**Problem to work on**.
Collect every line of the entries below that contains the string "sill", and copy each of those lines unchanged.
┏━━
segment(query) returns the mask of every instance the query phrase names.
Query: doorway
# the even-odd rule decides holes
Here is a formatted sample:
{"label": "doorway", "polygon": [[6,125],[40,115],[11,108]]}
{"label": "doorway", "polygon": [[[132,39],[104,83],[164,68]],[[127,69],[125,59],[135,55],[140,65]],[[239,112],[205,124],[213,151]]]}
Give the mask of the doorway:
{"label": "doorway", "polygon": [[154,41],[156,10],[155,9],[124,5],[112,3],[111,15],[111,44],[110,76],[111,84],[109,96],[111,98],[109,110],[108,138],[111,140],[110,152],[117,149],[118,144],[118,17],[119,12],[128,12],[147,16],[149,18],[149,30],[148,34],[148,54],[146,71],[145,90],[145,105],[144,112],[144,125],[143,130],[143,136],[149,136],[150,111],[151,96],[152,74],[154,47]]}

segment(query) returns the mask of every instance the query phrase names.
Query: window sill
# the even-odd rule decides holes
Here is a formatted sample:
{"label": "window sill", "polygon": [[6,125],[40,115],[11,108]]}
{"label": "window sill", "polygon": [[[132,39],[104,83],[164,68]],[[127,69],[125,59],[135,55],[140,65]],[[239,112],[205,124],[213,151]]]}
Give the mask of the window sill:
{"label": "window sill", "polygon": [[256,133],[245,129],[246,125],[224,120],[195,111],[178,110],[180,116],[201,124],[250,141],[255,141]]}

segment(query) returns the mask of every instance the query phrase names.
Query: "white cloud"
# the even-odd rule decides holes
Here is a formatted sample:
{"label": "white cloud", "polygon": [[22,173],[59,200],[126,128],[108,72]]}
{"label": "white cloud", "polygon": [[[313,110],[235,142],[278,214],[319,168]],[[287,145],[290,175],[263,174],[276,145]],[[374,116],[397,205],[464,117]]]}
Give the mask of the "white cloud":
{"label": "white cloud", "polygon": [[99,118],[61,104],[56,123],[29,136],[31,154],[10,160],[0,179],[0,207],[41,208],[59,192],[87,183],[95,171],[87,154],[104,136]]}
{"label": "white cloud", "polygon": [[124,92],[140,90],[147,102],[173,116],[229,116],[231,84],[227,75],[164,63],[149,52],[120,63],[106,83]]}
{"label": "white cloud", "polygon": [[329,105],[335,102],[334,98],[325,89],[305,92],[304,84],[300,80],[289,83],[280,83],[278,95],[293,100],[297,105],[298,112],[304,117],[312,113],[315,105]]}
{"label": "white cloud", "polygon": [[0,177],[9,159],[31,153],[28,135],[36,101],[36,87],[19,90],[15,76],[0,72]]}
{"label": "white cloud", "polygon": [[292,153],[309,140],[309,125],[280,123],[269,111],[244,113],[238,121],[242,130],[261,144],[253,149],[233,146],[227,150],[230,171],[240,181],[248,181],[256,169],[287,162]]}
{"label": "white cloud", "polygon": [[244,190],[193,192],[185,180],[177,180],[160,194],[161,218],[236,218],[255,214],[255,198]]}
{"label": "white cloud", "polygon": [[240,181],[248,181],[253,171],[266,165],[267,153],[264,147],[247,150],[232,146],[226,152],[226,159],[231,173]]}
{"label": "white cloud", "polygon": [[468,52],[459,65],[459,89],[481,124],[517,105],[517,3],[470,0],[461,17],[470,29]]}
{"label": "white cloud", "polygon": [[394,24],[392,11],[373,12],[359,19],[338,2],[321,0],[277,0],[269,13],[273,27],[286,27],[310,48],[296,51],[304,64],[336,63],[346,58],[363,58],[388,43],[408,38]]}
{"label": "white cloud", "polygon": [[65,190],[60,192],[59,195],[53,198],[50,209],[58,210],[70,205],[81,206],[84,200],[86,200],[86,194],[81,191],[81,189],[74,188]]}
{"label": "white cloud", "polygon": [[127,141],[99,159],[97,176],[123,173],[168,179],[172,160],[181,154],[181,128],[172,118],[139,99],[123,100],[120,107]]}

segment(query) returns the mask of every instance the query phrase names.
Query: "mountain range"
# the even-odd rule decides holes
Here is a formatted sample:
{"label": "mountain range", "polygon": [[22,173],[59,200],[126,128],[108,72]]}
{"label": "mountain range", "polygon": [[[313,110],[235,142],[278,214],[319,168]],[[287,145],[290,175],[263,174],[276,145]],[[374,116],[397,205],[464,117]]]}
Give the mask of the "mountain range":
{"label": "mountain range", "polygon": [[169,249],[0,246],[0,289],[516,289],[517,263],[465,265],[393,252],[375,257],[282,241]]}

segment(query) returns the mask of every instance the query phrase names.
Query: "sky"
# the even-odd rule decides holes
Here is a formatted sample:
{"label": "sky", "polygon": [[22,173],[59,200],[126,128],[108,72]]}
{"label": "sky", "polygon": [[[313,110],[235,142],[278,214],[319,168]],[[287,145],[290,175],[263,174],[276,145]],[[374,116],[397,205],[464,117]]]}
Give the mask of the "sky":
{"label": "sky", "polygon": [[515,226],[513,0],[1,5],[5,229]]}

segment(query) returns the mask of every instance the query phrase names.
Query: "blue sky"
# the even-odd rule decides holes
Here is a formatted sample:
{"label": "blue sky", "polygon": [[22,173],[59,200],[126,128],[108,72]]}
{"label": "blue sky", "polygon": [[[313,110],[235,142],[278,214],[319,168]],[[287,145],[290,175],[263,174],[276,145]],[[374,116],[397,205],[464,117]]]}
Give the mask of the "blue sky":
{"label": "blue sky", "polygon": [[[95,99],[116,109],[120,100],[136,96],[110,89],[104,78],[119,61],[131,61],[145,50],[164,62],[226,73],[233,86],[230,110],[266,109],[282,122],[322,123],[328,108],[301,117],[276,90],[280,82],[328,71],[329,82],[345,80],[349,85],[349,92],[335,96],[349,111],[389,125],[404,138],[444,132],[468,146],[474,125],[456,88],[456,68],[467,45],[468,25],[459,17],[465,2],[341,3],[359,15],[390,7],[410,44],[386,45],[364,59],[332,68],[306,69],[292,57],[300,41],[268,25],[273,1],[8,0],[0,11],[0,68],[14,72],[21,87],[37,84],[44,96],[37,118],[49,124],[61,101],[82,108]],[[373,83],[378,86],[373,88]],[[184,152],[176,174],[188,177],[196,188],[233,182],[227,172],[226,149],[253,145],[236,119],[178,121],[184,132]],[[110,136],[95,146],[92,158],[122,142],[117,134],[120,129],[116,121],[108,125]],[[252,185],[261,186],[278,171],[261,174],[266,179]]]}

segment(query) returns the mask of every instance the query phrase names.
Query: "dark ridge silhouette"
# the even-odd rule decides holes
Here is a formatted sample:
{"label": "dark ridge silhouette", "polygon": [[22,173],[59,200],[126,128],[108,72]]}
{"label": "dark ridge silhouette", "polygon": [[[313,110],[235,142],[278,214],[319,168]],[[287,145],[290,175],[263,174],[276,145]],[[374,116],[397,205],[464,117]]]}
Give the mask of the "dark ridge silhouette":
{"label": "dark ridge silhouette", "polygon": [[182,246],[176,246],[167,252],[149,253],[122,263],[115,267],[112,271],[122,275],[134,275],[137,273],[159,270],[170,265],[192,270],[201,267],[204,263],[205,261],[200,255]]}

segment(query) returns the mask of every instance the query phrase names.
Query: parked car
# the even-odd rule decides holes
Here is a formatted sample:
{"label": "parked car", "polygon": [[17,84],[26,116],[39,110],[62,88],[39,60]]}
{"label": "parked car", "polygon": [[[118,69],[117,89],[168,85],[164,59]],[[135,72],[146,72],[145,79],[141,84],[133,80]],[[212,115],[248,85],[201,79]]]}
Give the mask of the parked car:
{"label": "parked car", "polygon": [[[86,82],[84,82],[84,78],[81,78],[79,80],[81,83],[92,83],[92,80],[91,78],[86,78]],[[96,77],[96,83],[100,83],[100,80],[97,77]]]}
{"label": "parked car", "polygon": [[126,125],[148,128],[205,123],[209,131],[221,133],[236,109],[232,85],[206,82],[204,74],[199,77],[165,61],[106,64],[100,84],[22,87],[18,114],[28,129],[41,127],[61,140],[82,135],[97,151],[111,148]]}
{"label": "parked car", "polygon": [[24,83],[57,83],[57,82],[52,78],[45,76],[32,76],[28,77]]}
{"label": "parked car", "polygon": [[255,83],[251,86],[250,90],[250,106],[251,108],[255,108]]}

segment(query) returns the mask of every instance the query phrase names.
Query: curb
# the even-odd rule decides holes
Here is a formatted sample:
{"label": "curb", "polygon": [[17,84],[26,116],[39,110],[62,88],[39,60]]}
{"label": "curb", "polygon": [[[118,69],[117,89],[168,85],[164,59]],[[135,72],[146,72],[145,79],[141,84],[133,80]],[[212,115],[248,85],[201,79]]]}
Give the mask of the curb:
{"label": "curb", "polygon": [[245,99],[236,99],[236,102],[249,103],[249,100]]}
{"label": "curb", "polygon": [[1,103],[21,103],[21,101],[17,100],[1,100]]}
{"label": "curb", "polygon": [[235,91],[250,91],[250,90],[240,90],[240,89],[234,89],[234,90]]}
┗━━
**Response to the exercise**.
Query: window sill
{"label": "window sill", "polygon": [[6,125],[40,115],[11,108]]}
{"label": "window sill", "polygon": [[[132,39],[104,83],[164,68]],[[127,69],[125,59],[135,55],[140,65]],[[239,112],[205,124],[213,151]]]}
Give the mask of the window sill:
{"label": "window sill", "polygon": [[256,133],[245,129],[246,125],[224,120],[195,111],[178,110],[180,116],[201,124],[250,141],[255,141]]}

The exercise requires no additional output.